AIM: Rewrite the part of the records below that opens with the line containing "of the dark" and closes with the line containing "(1019, 313)" as a two-column CSV with columns named record_text and answer. Give one row per record, with its text and its answer each in a single quoted field and any line breaks replaced by spaces.

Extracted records
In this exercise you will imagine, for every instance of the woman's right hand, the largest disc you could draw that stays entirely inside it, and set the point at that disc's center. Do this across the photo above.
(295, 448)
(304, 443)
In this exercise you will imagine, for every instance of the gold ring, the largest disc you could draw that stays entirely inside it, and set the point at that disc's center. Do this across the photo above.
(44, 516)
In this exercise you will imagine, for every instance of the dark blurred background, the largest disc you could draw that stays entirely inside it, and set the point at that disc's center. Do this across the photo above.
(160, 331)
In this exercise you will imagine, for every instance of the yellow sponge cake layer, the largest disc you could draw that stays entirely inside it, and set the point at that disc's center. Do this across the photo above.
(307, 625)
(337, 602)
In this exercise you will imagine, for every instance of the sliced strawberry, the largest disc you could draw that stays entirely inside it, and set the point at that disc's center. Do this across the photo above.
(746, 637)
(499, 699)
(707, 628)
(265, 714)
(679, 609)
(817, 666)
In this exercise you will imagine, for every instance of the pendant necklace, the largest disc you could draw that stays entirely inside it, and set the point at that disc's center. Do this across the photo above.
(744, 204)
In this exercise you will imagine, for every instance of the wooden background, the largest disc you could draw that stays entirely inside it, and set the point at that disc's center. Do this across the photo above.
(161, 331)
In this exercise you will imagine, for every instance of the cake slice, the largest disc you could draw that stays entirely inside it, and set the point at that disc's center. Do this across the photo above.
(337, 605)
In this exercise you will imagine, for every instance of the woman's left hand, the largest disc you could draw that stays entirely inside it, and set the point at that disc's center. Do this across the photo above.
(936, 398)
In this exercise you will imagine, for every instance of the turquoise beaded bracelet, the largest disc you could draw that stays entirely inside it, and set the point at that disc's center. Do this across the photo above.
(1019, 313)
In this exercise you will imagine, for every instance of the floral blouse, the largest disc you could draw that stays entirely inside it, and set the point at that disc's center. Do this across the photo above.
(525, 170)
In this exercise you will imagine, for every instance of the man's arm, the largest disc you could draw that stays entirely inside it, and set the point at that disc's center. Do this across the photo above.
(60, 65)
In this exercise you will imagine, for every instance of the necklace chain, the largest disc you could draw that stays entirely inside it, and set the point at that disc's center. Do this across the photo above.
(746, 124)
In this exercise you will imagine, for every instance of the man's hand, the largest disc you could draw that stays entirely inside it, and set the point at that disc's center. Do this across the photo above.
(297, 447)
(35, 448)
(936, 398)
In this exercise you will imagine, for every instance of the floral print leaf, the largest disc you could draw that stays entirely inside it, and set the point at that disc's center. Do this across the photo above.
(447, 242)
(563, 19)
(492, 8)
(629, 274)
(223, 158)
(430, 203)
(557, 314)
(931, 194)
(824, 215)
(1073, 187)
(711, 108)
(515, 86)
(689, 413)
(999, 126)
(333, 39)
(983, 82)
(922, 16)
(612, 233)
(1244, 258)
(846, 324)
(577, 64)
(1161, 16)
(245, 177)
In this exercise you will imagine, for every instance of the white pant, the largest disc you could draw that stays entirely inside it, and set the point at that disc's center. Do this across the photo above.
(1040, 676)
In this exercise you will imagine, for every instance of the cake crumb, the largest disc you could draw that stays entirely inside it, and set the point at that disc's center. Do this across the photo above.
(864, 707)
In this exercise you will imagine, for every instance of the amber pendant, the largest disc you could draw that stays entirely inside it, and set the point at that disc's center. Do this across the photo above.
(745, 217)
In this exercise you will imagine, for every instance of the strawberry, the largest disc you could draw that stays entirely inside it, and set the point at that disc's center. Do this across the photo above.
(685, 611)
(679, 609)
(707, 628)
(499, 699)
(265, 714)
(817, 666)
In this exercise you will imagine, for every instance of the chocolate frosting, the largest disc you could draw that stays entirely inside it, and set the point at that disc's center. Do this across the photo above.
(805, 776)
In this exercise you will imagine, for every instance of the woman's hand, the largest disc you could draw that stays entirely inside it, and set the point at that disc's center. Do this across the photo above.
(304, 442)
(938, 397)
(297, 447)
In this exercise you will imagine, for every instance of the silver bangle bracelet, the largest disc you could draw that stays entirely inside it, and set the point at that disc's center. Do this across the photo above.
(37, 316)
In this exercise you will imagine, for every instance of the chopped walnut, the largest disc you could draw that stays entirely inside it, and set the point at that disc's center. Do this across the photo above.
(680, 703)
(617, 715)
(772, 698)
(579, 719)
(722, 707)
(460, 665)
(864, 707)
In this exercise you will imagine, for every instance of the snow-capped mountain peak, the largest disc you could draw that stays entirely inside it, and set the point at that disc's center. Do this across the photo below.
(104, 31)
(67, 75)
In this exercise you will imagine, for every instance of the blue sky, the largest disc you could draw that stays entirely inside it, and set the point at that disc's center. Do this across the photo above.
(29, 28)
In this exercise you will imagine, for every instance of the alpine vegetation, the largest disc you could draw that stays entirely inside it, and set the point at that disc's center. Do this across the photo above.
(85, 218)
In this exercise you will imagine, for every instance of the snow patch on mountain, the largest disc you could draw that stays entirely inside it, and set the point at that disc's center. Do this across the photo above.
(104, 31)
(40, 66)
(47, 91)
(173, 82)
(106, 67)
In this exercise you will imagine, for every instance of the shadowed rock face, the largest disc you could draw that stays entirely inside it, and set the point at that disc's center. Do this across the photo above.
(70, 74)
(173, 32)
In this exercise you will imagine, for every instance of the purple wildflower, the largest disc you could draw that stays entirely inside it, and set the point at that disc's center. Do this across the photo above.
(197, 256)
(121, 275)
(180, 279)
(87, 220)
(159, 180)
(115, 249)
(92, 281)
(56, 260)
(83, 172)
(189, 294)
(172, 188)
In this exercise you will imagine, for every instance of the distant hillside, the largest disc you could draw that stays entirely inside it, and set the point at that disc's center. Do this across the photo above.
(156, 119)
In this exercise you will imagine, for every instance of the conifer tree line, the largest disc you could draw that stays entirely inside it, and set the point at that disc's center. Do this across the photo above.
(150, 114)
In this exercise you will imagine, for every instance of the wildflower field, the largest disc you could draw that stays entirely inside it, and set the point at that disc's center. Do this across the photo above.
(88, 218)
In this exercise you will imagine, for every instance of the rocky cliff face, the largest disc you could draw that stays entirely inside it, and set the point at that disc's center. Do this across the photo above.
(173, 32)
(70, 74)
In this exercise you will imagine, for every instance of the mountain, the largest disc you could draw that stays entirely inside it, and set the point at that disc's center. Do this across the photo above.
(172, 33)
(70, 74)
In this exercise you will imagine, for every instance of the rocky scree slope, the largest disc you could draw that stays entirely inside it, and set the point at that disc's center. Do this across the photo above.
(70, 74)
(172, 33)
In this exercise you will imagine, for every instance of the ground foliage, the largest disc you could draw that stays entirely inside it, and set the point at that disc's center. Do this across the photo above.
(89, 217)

EXERCISE RESPONSE:
record_text,answer
"In this exercise you will imagine, for every instance of the dark blurred background, the largest disc you could draw that stays entirely inside it, and set the point at that disc's center. Do this across the photo above.","(160, 331)"
"In this exercise you will imagine, for every instance of the yellow sponge cake layer, the largest disc you could draw that stays entirely inside it, and set the point at that disc's center. Do this across the photo above.","(307, 625) (337, 602)"
"In this exercise you will imagine, for every instance of the sliced strawberry, the largest disc you could draw that stays entirely inside it, and set the point at that disc's center. Do this across the photo above.","(746, 637) (499, 699) (707, 628) (265, 714) (679, 609) (817, 666)"
"In this exercise you will imagine, for every instance of the pendant necklace, the largest disc you could draw that stays entirely inside it, and set the point at that disc's center. Do this across the photo above.","(744, 204)"
"In this exercise you will imagine, for every instance of the wooden background, the largest disc you could draw that stays entirely inside it, and set the point at that disc's center. Do this across the photo above.","(161, 331)"
"In this exercise you will imagine, for every instance of the cake slice, the largest disc you could draw that stays entirely inside it, and set the point at that disc's center. Do this across the photo above.","(337, 605)"
"In this exercise you will imagine, for every instance of the woman's left hand, the largest disc you could draw that stays entirely inside it, and set the point at that disc's center. Do this across the photo above.","(936, 398)"
"In this exercise you will imagine, for every instance of the turquoise beaded bracelet, the largest disc you could draw that stays entirely inside it, and set the point at that disc's center. Do this across the photo above.","(1019, 313)"